DIRECTIONS FOR THIS TASK:
Copy out only the span from the line with "point_to reports the position of each instance of the shingle" to the end of the data, both ends kept, word for word.

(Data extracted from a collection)
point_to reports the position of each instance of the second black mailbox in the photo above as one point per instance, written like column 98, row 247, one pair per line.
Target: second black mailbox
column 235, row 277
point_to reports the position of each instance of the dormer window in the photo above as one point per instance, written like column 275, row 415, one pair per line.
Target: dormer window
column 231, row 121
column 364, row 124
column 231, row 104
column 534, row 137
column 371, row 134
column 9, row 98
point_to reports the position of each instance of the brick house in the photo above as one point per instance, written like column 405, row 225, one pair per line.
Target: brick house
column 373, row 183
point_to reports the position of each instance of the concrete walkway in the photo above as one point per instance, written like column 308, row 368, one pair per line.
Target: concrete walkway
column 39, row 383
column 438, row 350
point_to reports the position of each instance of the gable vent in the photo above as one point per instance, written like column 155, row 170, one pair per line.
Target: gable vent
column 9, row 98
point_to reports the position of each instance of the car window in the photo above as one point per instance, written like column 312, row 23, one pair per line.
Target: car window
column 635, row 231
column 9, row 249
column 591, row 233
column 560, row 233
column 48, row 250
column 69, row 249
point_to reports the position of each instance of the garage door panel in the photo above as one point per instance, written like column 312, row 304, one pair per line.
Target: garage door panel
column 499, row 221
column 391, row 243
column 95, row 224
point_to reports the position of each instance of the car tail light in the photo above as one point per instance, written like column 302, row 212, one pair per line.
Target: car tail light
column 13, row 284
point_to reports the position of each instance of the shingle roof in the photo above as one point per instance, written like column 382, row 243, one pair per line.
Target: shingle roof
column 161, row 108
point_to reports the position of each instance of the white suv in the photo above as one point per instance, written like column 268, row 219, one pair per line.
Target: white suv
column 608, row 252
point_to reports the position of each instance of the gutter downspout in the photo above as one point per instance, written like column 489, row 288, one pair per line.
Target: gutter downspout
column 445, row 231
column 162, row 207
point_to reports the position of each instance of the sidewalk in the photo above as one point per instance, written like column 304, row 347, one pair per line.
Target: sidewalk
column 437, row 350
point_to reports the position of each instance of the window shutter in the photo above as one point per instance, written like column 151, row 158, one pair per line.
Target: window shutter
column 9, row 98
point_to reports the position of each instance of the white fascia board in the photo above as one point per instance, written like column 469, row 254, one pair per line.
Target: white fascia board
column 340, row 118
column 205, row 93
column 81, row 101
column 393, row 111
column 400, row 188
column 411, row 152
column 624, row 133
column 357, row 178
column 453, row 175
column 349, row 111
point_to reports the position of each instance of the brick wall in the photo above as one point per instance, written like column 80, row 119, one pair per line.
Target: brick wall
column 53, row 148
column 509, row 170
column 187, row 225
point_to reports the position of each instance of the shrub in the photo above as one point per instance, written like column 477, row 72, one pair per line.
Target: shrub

THE RESULT:
point_to reports the position of each instance of the shingle roof in the photo above as one point per instance, written like column 382, row 243, one pair per line.
Target: shingle roof
column 161, row 108
point_to reports the position of each instance of the white suv in the photo above as one point per instance, written like column 268, row 219, one pair per line.
Target: white suv
column 608, row 252
point_to reports the position of each instance of the gutter downspout in the photo above as one point per instance, written like column 489, row 288, one pair per line.
Target: gutter downspout
column 445, row 231
column 162, row 207
point_to reports the position of each instance of the sidewalk in the photo above as one point per instance, written like column 304, row 347, one pair per line.
Target: sidewalk
column 437, row 350
point_to reports the position of each instance of the window shutter in the photo above as one point per instance, written like column 151, row 158, one pair per line.
Target: window shutter
column 9, row 98
point_to reports the position of each instance of the white fascia board in the photo above as one point per instance, written like column 469, row 254, one pair per line.
Target: white fascia board
column 340, row 118
column 205, row 93
column 81, row 101
column 393, row 111
column 400, row 188
column 411, row 152
column 624, row 133
column 357, row 178
column 453, row 175
column 349, row 111
point_to reports the position of each instance of the brick wall in the photo above as one point per instance, written like column 80, row 119, one pair per line.
Target: brick wall
column 53, row 148
column 509, row 170
column 187, row 225
point_to reports the position of each instance of the shrub in the photo above as one point per instance, written like column 477, row 72, one pair per line.
Target: shrub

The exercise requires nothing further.